-- START OF SELECTED EXCERPT --

Domain-specific systems-on-chip (DSSoCs), a class of heterogeneous many-core systems, are recognized as a key approach to narrow down the performance and energy-efficiency gap between custom hardware accelerators and programmable processors. Reaching the full potential of these architectures depends critically on optimally scheduling the applications to available resources at runtime. Existing optimization-based techniques cannot achieve this objective at runtime due to the combinatorial nature of the task scheduling problem.
The success of DSSoCs hinges on satisfying two intertwined requirements. First, the available processing elements (PEs) must be utilized optimally at runtime to execute the incoming tasks. For instance, scheduling all tasks to general-purpose cores may work, but diminishes the benefits of the special-purpose PEs. Likewise, a static task-to-PE mapping could unnecessarily stall the parallel instances of the same task. Second, to make DSSoCs practical, acceleration of the domain-specific applications must be oblivious to the application developers.

-- END OF SELECTED EXCERPT --

Will you quote the passage on DSSoC task scheduling, starting at the words "Domain-specific systems-on-chip (DSSoCs), a" and stopping after "task scheduling problem."? The listing that comes next isn't needed for anything here.

-- START OF DATA ROWS --

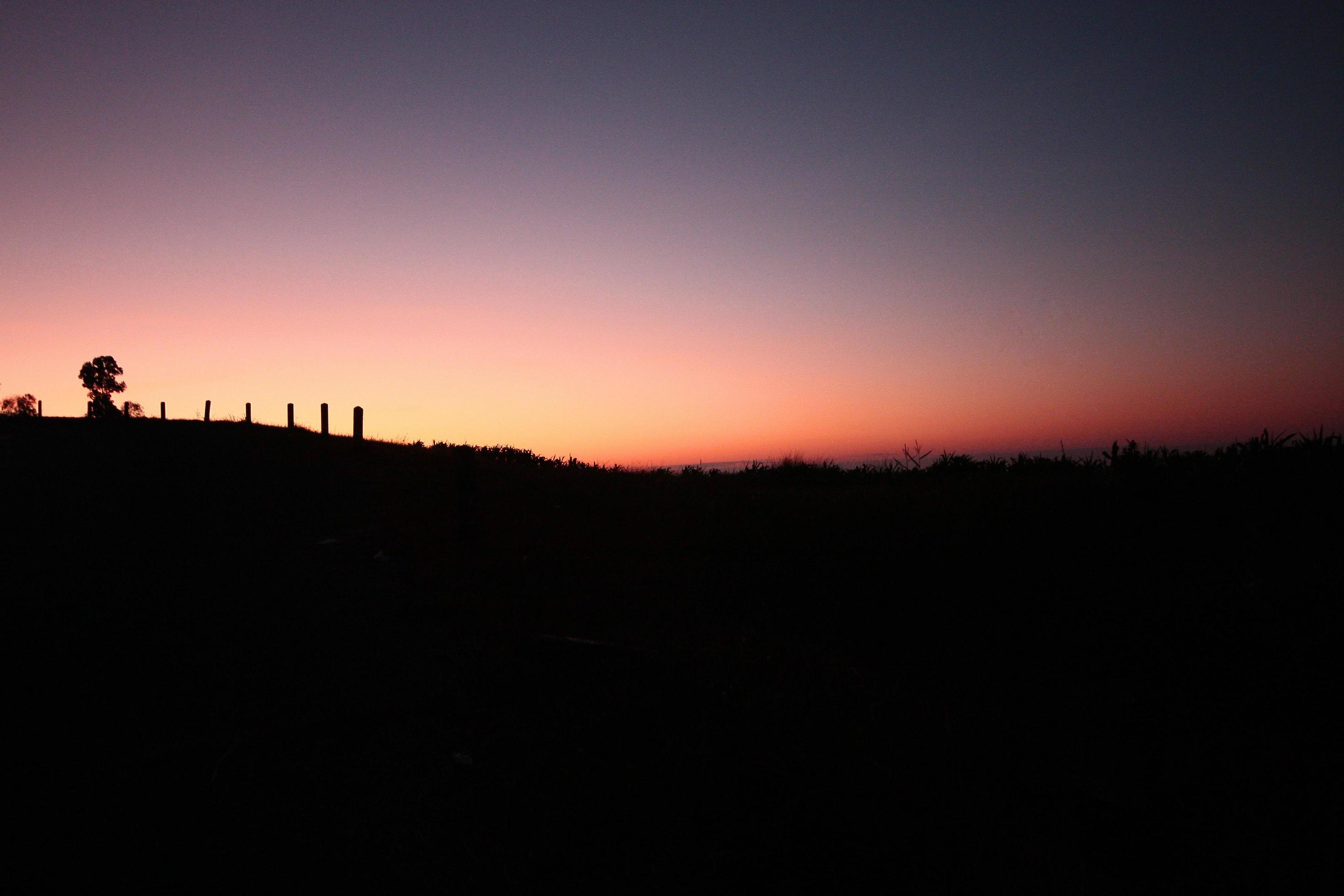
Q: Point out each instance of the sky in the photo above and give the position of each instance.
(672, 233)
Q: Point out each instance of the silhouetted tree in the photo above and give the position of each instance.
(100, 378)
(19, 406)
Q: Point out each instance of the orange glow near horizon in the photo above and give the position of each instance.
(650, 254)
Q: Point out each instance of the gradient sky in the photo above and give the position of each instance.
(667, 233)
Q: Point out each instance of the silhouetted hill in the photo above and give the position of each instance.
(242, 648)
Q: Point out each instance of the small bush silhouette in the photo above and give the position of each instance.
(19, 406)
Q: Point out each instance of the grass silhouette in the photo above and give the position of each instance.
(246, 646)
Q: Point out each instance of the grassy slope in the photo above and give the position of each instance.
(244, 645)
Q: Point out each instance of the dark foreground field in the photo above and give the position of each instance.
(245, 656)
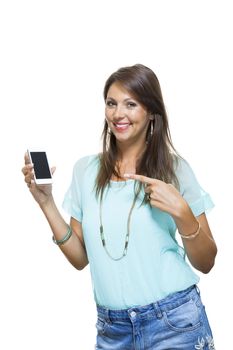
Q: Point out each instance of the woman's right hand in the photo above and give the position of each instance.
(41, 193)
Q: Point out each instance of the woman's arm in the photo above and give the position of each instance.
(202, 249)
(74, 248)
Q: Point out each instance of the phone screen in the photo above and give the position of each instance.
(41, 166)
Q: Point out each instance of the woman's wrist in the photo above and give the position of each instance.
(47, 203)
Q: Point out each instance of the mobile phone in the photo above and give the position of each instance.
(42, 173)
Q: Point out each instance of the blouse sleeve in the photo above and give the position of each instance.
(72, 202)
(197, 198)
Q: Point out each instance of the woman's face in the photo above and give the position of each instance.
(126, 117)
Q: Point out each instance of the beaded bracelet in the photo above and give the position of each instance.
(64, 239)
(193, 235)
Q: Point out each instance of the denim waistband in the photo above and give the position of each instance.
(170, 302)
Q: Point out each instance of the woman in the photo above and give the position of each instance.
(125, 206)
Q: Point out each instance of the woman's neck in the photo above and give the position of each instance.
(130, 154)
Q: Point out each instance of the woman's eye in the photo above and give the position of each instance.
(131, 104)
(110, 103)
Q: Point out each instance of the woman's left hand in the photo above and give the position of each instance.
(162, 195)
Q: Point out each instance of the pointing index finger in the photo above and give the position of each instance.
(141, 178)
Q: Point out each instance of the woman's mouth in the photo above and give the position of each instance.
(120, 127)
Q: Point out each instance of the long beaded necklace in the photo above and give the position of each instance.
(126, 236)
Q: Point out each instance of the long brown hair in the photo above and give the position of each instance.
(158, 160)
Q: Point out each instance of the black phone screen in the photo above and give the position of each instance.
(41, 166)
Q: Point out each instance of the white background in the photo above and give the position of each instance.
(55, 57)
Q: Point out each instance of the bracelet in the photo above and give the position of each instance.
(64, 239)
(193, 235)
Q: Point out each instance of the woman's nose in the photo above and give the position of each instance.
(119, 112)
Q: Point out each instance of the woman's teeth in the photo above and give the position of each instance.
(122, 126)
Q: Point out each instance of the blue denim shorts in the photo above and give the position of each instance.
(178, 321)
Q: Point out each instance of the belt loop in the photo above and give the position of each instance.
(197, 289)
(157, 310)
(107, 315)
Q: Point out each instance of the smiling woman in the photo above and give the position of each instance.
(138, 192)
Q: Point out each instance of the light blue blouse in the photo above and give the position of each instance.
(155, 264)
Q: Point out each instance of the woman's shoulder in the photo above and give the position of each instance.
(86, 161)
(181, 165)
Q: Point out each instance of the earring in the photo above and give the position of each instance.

-- END OF DATA ROWS --
-- START OF DATA ROWS --

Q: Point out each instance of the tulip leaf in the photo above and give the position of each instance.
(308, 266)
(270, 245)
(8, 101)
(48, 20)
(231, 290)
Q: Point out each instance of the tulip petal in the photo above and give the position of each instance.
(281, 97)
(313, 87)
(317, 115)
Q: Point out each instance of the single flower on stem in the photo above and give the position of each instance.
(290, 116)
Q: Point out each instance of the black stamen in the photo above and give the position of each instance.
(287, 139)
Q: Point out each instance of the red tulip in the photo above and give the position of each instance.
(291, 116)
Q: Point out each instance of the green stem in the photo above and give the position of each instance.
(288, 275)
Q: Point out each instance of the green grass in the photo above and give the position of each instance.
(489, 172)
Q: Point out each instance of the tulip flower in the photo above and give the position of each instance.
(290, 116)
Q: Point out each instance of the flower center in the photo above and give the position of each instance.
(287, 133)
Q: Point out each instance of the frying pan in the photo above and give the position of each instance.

-- END OF DATA ROWS --

▸ COMPLETED TASK:
Domain-specific systems-on-chip (DSSoCs), a class of heterogeneous many-core systems, are recognized as a key approach to narrow down the performance and energy-efficiency gap between custom hardware accelerators and programmable processors. Reaching the full potential of these architectures depends critically on optimally scheduling the applications to available resources at runtime. Existing optimization-based techniques cannot achieve this objective at runtime due to the combinatorial nature of the task scheduling problem.